• [SET TASK] Print every entry, word for word, and skip the images.

(Dataset entries)
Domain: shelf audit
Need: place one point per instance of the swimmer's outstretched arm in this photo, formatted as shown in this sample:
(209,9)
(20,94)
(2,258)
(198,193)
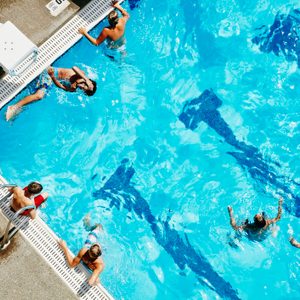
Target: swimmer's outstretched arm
(124,13)
(72,262)
(55,80)
(232,220)
(294,242)
(94,278)
(82,75)
(278,217)
(103,35)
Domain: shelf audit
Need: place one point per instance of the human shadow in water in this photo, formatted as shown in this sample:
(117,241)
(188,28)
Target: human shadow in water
(120,193)
(205,109)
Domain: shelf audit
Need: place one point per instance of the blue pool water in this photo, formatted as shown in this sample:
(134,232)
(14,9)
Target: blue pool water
(202,113)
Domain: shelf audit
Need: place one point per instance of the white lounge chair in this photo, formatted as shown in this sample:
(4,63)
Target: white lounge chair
(17,52)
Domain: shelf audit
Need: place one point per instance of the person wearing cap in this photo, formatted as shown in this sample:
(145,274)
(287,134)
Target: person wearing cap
(30,195)
(89,254)
(114,34)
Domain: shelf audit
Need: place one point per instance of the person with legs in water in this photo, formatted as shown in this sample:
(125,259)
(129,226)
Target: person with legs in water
(294,242)
(114,34)
(89,254)
(67,79)
(260,224)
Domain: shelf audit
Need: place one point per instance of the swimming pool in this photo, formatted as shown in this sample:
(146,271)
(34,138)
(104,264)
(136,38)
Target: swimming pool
(159,178)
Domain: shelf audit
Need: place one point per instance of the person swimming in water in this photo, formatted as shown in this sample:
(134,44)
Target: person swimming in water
(90,254)
(294,242)
(260,224)
(114,34)
(67,79)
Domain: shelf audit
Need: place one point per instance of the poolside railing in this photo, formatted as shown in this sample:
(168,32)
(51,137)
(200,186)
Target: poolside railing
(94,12)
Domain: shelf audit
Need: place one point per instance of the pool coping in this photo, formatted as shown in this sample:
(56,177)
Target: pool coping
(44,241)
(36,232)
(88,17)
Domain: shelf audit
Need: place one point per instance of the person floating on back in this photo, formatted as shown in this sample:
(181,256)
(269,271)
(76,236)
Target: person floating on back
(260,224)
(30,195)
(90,254)
(67,79)
(114,34)
(294,243)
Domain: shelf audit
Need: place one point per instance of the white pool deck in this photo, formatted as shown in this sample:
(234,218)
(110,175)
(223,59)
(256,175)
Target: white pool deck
(36,232)
(44,241)
(54,47)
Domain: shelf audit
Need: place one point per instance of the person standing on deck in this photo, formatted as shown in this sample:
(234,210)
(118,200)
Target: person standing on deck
(114,34)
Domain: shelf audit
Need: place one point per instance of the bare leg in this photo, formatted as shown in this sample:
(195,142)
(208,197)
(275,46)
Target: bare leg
(13,110)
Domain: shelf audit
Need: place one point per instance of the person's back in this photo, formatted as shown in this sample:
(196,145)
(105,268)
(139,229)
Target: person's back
(114,34)
(19,199)
(256,229)
(25,197)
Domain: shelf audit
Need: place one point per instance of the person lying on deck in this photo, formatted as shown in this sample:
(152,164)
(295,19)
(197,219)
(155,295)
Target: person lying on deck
(90,254)
(67,79)
(114,34)
(260,224)
(30,195)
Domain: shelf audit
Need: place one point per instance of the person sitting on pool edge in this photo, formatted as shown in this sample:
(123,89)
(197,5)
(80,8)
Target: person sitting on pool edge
(67,79)
(30,195)
(90,254)
(260,224)
(114,34)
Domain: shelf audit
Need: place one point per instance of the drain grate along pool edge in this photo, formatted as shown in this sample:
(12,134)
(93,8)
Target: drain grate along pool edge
(44,241)
(53,48)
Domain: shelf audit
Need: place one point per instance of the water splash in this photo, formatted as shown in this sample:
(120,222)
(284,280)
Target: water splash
(282,37)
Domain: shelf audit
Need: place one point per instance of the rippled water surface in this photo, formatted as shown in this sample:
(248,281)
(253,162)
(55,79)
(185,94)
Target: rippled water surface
(160,186)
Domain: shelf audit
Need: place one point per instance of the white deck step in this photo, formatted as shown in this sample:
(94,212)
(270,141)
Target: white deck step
(43,239)
(53,48)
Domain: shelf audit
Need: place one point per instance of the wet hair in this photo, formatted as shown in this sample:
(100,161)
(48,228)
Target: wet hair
(113,18)
(95,251)
(34,187)
(257,224)
(93,91)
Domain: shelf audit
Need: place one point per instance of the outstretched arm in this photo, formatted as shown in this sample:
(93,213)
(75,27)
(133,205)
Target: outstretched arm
(72,262)
(294,242)
(55,80)
(232,220)
(102,36)
(278,217)
(82,75)
(124,13)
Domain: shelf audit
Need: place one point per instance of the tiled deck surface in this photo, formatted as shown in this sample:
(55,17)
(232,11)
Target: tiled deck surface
(34,19)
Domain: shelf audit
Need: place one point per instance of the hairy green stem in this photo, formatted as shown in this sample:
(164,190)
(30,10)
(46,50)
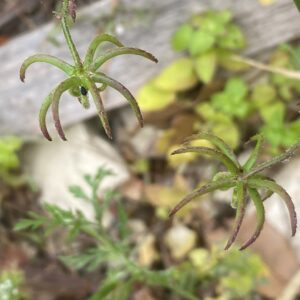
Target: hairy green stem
(67,34)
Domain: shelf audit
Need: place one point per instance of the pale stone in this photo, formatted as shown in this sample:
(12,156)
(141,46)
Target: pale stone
(180,240)
(54,166)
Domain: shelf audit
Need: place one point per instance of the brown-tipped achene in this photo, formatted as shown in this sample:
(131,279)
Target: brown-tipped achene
(83,76)
(245,179)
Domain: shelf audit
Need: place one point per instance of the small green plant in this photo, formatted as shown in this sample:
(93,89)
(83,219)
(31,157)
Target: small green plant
(297,3)
(12,285)
(9,160)
(245,180)
(83,76)
(113,250)
(235,274)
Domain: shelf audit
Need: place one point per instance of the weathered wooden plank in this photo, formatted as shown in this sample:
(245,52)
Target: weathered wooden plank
(19,103)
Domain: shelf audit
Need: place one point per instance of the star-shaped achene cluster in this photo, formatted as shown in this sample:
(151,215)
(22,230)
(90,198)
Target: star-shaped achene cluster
(84,78)
(246,181)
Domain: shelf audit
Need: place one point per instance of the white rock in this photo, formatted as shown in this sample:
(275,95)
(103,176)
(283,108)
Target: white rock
(276,211)
(56,165)
(180,240)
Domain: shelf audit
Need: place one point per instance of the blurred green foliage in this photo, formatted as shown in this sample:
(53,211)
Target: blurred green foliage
(12,285)
(9,160)
(236,274)
(234,110)
(116,252)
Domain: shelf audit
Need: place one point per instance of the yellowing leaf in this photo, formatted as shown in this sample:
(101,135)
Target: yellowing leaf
(205,66)
(266,2)
(179,76)
(151,98)
(201,42)
(182,37)
(225,61)
(177,160)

• [SOLUTION FOR THIS TASK]
Domain: shelf audit
Need: place one point per instance of the swimmer's outstretched arm in this photo, formatted as shown in this sample:
(209,9)
(20,94)
(2,258)
(198,193)
Target: swimmer's outstretched arm
(124,13)
(72,262)
(55,80)
(232,220)
(294,242)
(94,278)
(82,75)
(278,217)
(103,35)
Domain: shelf audit
Need: place one point per instance of the human shadow in water in this photo, formatted as shown in this sample:
(117,241)
(188,28)
Target: human shadow in water
(120,193)
(205,109)
Domain: shelf audit
Need: place one point per instance of the blue pool water in this photo, formatted as shown in this sample:
(134,232)
(14,9)
Target: blue pool water
(202,113)
Domain: shelf audit
Need: place one point per instance of the white lounge chair in this photo, formatted as shown in this sample:
(4,63)
Target: white lounge chair
(17,52)
Domain: shelf audit
Need: place one point per instance of the person wearing cap in this photo, formatted as shown in this sample:
(145,274)
(287,134)
Target: person wearing cap
(30,195)
(89,254)
(114,34)
Domain: shelf audit
Need: place one point per instance of the person with legs in water in this photo, formatted as shown in this sample:
(125,259)
(129,226)
Target: person with legs in water
(294,242)
(114,34)
(89,254)
(67,79)
(260,224)
Domain: shelf audit
Need: place one point per instance of the swimming pool in this photo, formatted as shown in this sample:
(146,271)
(34,138)
(104,264)
(136,38)
Target: swimming pool
(159,178)
Domain: shelf audit
Need: place one point per instance of the person swimming in water in this photo, formatted as shown in this sample:
(134,44)
Target: person swimming in water
(90,254)
(294,242)
(260,224)
(114,34)
(67,79)
Domain: shelf audit
Need: place one point per instance of the poolside railing in this photo, formatted as shown in this sample:
(168,32)
(51,137)
(200,186)
Target: poolside railing
(94,12)
Domain: shelf audit
Need: place one point per instance of the pool coping in this photo, formatted as shown in this sample:
(56,177)
Target: pool coping
(44,241)
(36,232)
(88,17)
Domain: shelf audit
Need: place one point per instance of the person floating on back in this photo, formatted as shown in this sample:
(181,256)
(269,271)
(76,236)
Target: person floating on back
(260,224)
(30,195)
(90,254)
(67,79)
(114,34)
(294,243)
Domain: shelf audit
Need: place one point per instance of the white pool deck in this photo, formatted as shown in this sample:
(234,218)
(110,175)
(223,59)
(256,175)
Target: white pool deck
(36,232)
(44,241)
(54,47)
Domain: shelf audit
Need: place one point per instance of the person standing on deck in this photo, formatted as shown in this sample:
(234,210)
(118,200)
Target: person standing on deck
(114,34)
Domain: shelf audit
Need: place one point per instance of the bare leg in this photo, formatted as shown in this sample:
(195,142)
(208,197)
(275,46)
Target: bare leg
(13,110)
Domain: shelf audit
Need: place one point per instance of the person's back in this photo, formatted as shown in this sample:
(196,145)
(105,268)
(139,229)
Target: person's back
(114,34)
(19,199)
(256,229)
(25,197)
Domain: shelf audit
Need: place one point per instance of the person lying on deck in this photo, formatted as shown in this sample:
(152,164)
(295,19)
(197,219)
(155,295)
Target: person lying on deck
(90,254)
(67,79)
(114,34)
(260,224)
(30,195)
Domain: shelf audit
Need: place one point per instance of the person sitting on pool edge in this photo, formatted as shown in this sample:
(123,89)
(197,5)
(80,8)
Target: person sitting on pool edge
(67,79)
(30,195)
(90,254)
(260,224)
(114,34)
Domain: shelf audit
Need: place one point per instance of the drain grate along pool edge in this photo, formatted as shown in this sample:
(12,134)
(93,8)
Target: drain grate along pool edge
(44,241)
(53,48)
Domain: shelf audit
Need: place one point per instance of the water splash in this photo, formatted as shown in this sample:
(120,222)
(284,280)
Target: water splash
(282,37)
Domain: shelf audit
Need: place one point per instance of the rippled water surface in this photo, formatted as shown in this sample:
(248,281)
(253,162)
(55,79)
(185,94)
Target: rippled water surface
(160,186)
Domain: shelf audit
Need: place one point per instance of the white deck step in this photo, formatted as shown in this sample:
(94,212)
(270,141)
Target: white deck step
(43,239)
(53,48)
Domain: shelf audit
Need: place one point per instance of the wet hair in this photo, formatted as shown in this sample:
(100,161)
(48,228)
Target: wet hair
(113,18)
(95,251)
(34,187)
(257,224)
(93,91)
Domain: shelf audit
Need: place one point per instance of the outstretched arm in this photo, formatted as shown in this sample:
(93,213)
(75,27)
(133,205)
Target: outstretched arm
(72,262)
(294,242)
(55,80)
(232,220)
(102,36)
(278,217)
(82,75)
(124,13)
Domain: shelf audit
Need: place one point per instance of the tiled deck surface in this photo, formatted as shown in this sample:
(55,17)
(232,11)
Target: tiled deck surface
(34,19)
Domain: shelf audit
Need: place one point per instance of the hairy green stem in this photo, formatted as shown in this sample:
(164,190)
(30,10)
(46,50)
Target: hairy green stem
(67,34)
Domain: shelf audit
Need: place one point per instance of the pale stone in this photo, formatted as shown in this sample:
(12,156)
(141,46)
Target: pale stone
(180,240)
(54,166)
Domain: shelf audit
Need: place one point per instance of the brown-tipped achene in this photo, formatted as shown in this sample:
(131,279)
Target: brown-tipped achene
(83,76)
(245,179)
Domain: shelf audit
Need: place one point per instance of the small green plant in this photo, formatted as shown in this sample:
(93,89)
(83,219)
(31,157)
Target: small green plant
(297,3)
(12,285)
(9,160)
(245,180)
(83,76)
(113,250)
(235,274)
Domain: shelf audit
Need: place one point per instance of the weathered wooden plank in this photo, formatted as shown in this sample:
(245,52)
Target: weathered wooden plank
(19,103)
Domain: shelf audit
Need: place one point per instance of the star-shaped achene cluster in this photo, formatted as shown in this sample:
(151,215)
(22,230)
(90,198)
Target: star-shaped achene cluster
(84,78)
(246,181)
Domain: shelf audit
Need: place one point per instance of the white rock in this photo, formatted as shown in this sample:
(275,95)
(103,176)
(283,108)
Target: white rock
(276,211)
(56,165)
(180,240)
Domain: shelf audit
Need: place one point per instance of the blurred green foliage in this photo, formatted as shown in this sample:
(53,211)
Target: blurred green foliage
(12,285)
(9,160)
(236,274)
(234,110)
(116,252)
Domain: shelf audit
Need: place one point per instance of the yellowing leaf in this photo, formatted as shown in this sample:
(101,135)
Target: yellowing leaf
(205,66)
(266,2)
(179,76)
(151,98)
(201,42)
(182,37)
(225,61)
(177,160)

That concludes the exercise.